[Part of a data file]
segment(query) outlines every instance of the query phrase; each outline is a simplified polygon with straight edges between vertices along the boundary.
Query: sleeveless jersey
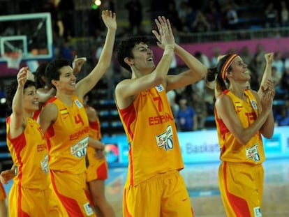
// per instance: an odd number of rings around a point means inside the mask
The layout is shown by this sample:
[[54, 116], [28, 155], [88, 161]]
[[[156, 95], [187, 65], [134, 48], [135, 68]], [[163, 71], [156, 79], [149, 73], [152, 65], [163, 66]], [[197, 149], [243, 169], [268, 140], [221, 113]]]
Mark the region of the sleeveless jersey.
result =
[[28, 118], [24, 131], [15, 138], [10, 138], [10, 117], [6, 119], [7, 146], [16, 166], [14, 184], [27, 188], [48, 188], [48, 155], [39, 124]]
[[[231, 91], [223, 92], [234, 103], [236, 114], [244, 128], [249, 127], [258, 117], [258, 105], [254, 95], [250, 90], [245, 91], [247, 102], [245, 102]], [[215, 119], [221, 147], [221, 160], [233, 163], [247, 163], [253, 165], [262, 163], [265, 159], [265, 152], [262, 136], [260, 132], [254, 135], [249, 142], [244, 145], [238, 142], [229, 131], [222, 120], [218, 119], [217, 110], [215, 110]]]
[[71, 174], [85, 172], [89, 124], [82, 102], [73, 96], [72, 106], [52, 97], [47, 102], [58, 110], [55, 121], [45, 132], [50, 157], [50, 169]]
[[118, 110], [128, 142], [131, 185], [184, 168], [174, 117], [162, 85], [139, 93], [131, 105]]

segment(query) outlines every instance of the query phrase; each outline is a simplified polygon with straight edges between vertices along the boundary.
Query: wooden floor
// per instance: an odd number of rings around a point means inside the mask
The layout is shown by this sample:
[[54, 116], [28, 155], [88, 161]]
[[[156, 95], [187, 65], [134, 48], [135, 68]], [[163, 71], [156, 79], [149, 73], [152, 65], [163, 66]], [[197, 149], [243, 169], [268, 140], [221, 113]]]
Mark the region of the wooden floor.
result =
[[[263, 217], [289, 216], [289, 159], [270, 160], [264, 163], [265, 182]], [[181, 171], [191, 197], [195, 217], [225, 217], [218, 188], [218, 163], [186, 165]], [[122, 216], [122, 189], [126, 168], [110, 168], [106, 195], [117, 217]], [[8, 193], [10, 184], [6, 185]]]
[[[264, 167], [263, 217], [289, 216], [289, 159], [269, 160]], [[218, 163], [188, 165], [181, 172], [195, 217], [226, 216], [218, 187]], [[110, 168], [107, 182], [107, 197], [117, 217], [122, 216], [126, 174], [126, 168]]]

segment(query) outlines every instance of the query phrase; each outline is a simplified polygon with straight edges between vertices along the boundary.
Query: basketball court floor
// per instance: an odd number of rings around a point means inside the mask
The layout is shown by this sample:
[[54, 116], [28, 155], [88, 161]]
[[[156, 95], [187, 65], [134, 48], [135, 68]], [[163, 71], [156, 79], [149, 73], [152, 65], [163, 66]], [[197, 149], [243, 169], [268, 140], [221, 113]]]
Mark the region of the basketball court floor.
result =
[[[289, 158], [268, 160], [264, 167], [263, 217], [289, 216]], [[218, 187], [218, 163], [191, 164], [181, 171], [195, 217], [226, 216]], [[109, 174], [107, 197], [121, 217], [126, 168], [110, 168]]]
[[[263, 165], [263, 217], [289, 216], [289, 158], [268, 160]], [[181, 172], [195, 217], [226, 216], [218, 188], [218, 163], [190, 164]], [[105, 183], [107, 198], [117, 217], [122, 216], [122, 189], [126, 175], [126, 167], [110, 168]], [[10, 186], [11, 182], [4, 186], [7, 193]]]

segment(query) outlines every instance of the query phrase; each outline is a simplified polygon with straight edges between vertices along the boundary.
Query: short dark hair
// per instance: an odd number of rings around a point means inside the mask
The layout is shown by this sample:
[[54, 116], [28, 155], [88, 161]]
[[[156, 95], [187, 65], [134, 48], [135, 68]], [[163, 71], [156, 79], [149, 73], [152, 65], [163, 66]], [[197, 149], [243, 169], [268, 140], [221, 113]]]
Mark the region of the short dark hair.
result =
[[131, 73], [131, 67], [124, 62], [126, 57], [133, 58], [133, 49], [140, 43], [147, 43], [149, 39], [145, 36], [134, 36], [121, 40], [117, 47], [116, 55], [119, 63]]
[[[10, 85], [6, 87], [7, 105], [10, 107], [12, 107], [12, 101], [13, 100], [14, 96], [16, 93], [17, 87], [18, 82], [17, 80], [13, 81]], [[23, 90], [30, 87], [36, 87], [35, 82], [30, 80], [27, 80], [24, 84]]]
[[[69, 65], [69, 61], [67, 59], [54, 59], [48, 63], [45, 68], [45, 77], [47, 80], [47, 82], [50, 84], [52, 80], [59, 80], [60, 69]], [[53, 85], [53, 84], [52, 84]], [[55, 88], [55, 87], [53, 85]]]

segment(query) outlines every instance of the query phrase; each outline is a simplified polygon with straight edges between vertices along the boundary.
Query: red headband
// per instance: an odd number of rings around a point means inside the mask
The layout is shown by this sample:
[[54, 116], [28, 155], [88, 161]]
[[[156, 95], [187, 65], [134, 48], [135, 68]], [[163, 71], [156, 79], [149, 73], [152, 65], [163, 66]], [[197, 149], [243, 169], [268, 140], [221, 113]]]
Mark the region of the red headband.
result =
[[221, 70], [221, 77], [223, 80], [225, 79], [225, 73], [227, 72], [229, 67], [231, 66], [232, 62], [235, 57], [238, 57], [237, 54], [232, 54], [228, 58], [224, 64], [223, 65], [222, 69]]

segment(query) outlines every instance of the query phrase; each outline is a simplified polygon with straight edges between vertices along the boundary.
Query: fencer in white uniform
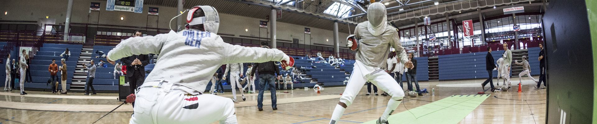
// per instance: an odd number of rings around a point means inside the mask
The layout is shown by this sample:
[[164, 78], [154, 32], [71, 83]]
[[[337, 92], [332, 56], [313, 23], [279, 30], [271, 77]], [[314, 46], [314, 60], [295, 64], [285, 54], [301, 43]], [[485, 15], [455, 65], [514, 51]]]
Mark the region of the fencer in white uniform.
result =
[[21, 95], [27, 95], [27, 92], [25, 92], [25, 72], [27, 72], [27, 69], [29, 69], [29, 66], [27, 64], [27, 61], [25, 60], [25, 57], [27, 56], [26, 51], [23, 49], [23, 55], [21, 55], [20, 60], [19, 61], [19, 67], [21, 68], [20, 72], [21, 74], [21, 78], [20, 80], [19, 85], [21, 87]]
[[[248, 67], [248, 68], [247, 68], [247, 72], [245, 72], [245, 75], [247, 75], [247, 74], [250, 74], [251, 73], [251, 71], [253, 69], [253, 66], [251, 64], [249, 64], [247, 66]], [[250, 94], [250, 93], [255, 92], [255, 80], [254, 80], [254, 79], [251, 79], [250, 76], [245, 76], [245, 80], [247, 82], [247, 85], [245, 85], [245, 87], [242, 88], [242, 90], [245, 90], [245, 88], [248, 88], [247, 90], [248, 91], [248, 92], [249, 92]], [[249, 86], [251, 86], [251, 87], [249, 87]], [[251, 88], [253, 88], [253, 91], [251, 90]]]
[[[401, 63], [405, 64], [407, 67], [412, 67], [413, 63], [408, 61], [406, 51], [400, 43], [398, 30], [387, 23], [386, 13], [386, 7], [383, 4], [371, 4], [367, 10], [368, 21], [359, 23], [355, 30], [355, 35], [349, 36], [358, 41], [355, 56], [356, 62], [340, 102], [334, 109], [330, 124], [340, 120], [344, 110], [352, 104], [355, 97], [368, 81], [392, 96], [387, 103], [387, 107], [377, 120], [377, 123], [389, 123], [387, 117], [402, 102], [404, 97], [402, 88], [389, 74], [383, 71], [390, 47], [396, 49]], [[352, 41], [347, 42], [349, 48], [353, 45]]]
[[508, 49], [508, 44], [504, 43], [503, 44], [504, 53], [501, 54], [501, 58], [503, 58], [503, 61], [502, 61], [502, 65], [504, 66], [501, 69], [501, 78], [504, 78], [506, 82], [504, 82], [504, 85], [506, 83], [508, 84], [508, 88], [512, 86], [512, 83], [510, 82], [510, 71], [511, 71], [511, 68], [512, 66], [512, 51]]
[[524, 70], [522, 72], [521, 72], [521, 73], [518, 74], [518, 82], [522, 82], [522, 76], [527, 75], [531, 80], [535, 81], [535, 83], [536, 83], [538, 81], [536, 80], [535, 78], [533, 78], [533, 76], [531, 76], [531, 65], [528, 64], [528, 61], [527, 61], [527, 59], [528, 59], [528, 57], [527, 57], [527, 55], [524, 55], [521, 58], [522, 58], [522, 61], [521, 63], [518, 63], [518, 60], [514, 61], [514, 63], [516, 63], [518, 66], [522, 66], [522, 69]]
[[238, 99], [236, 99], [237, 87], [238, 88], [238, 90], [241, 91], [242, 101], [247, 100], [247, 98], [245, 98], [245, 91], [242, 89], [242, 85], [241, 85], [238, 82], [238, 79], [241, 79], [241, 77], [242, 76], [243, 69], [244, 68], [243, 67], [242, 63], [230, 63], [226, 65], [226, 70], [224, 71], [223, 78], [226, 78], [228, 72], [230, 72], [230, 85], [232, 86], [232, 96], [234, 97], [232, 101], [234, 102], [238, 101]]
[[10, 87], [10, 84], [13, 82], [10, 82], [10, 71], [11, 67], [10, 66], [10, 54], [8, 54], [6, 59], [6, 80], [4, 81], [4, 91], [12, 90], [12, 88]]
[[159, 54], [158, 63], [137, 88], [130, 123], [237, 123], [230, 98], [202, 94], [222, 64], [284, 61], [282, 51], [224, 42], [217, 35], [219, 17], [211, 6], [193, 7], [187, 16], [190, 29], [155, 36], [131, 38], [111, 50], [114, 61], [133, 55]]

TASK OBJECTIVE
Copy the items from the first line through the line that contains "93], [131, 105]]", swapping "sleeveless jersey" for "tank top" and keeping everything else the same. Leave the pictures out.

TASK ANSWER
segment(query) outlines every instance of the query phrase; each outline is a simplified polygon with straight edges between vertices along the boundary.
Query: tank top
// per instance: an odd number of rings around a point means inside the mask
The layout is shown by this sample:
[[54, 116], [28, 155], [88, 161]]
[[[156, 95], [187, 65], [134, 48], [135, 68]], [[163, 71], [156, 79], [149, 73], [152, 65], [163, 66]], [[197, 149], [243, 169], [268, 140], [221, 113]]]
Mark the region of the tank top.
result =
[[28, 118], [24, 131], [15, 138], [10, 138], [10, 117], [6, 119], [7, 146], [16, 166], [14, 184], [27, 188], [48, 188], [48, 155], [39, 124]]
[[[231, 91], [223, 92], [234, 103], [236, 114], [244, 128], [249, 127], [258, 117], [258, 105], [254, 95], [250, 90], [245, 91], [247, 102], [245, 102]], [[215, 119], [221, 147], [221, 160], [233, 163], [247, 163], [253, 165], [262, 163], [265, 159], [265, 152], [262, 136], [260, 132], [254, 135], [249, 142], [244, 145], [238, 142], [229, 131], [222, 120], [218, 119], [217, 110], [215, 110]]]
[[71, 174], [85, 172], [89, 124], [82, 102], [73, 96], [72, 106], [52, 97], [47, 102], [58, 110], [55, 121], [45, 132], [50, 157], [50, 169]]
[[118, 110], [128, 142], [131, 185], [184, 168], [174, 117], [162, 85], [139, 93], [131, 105]]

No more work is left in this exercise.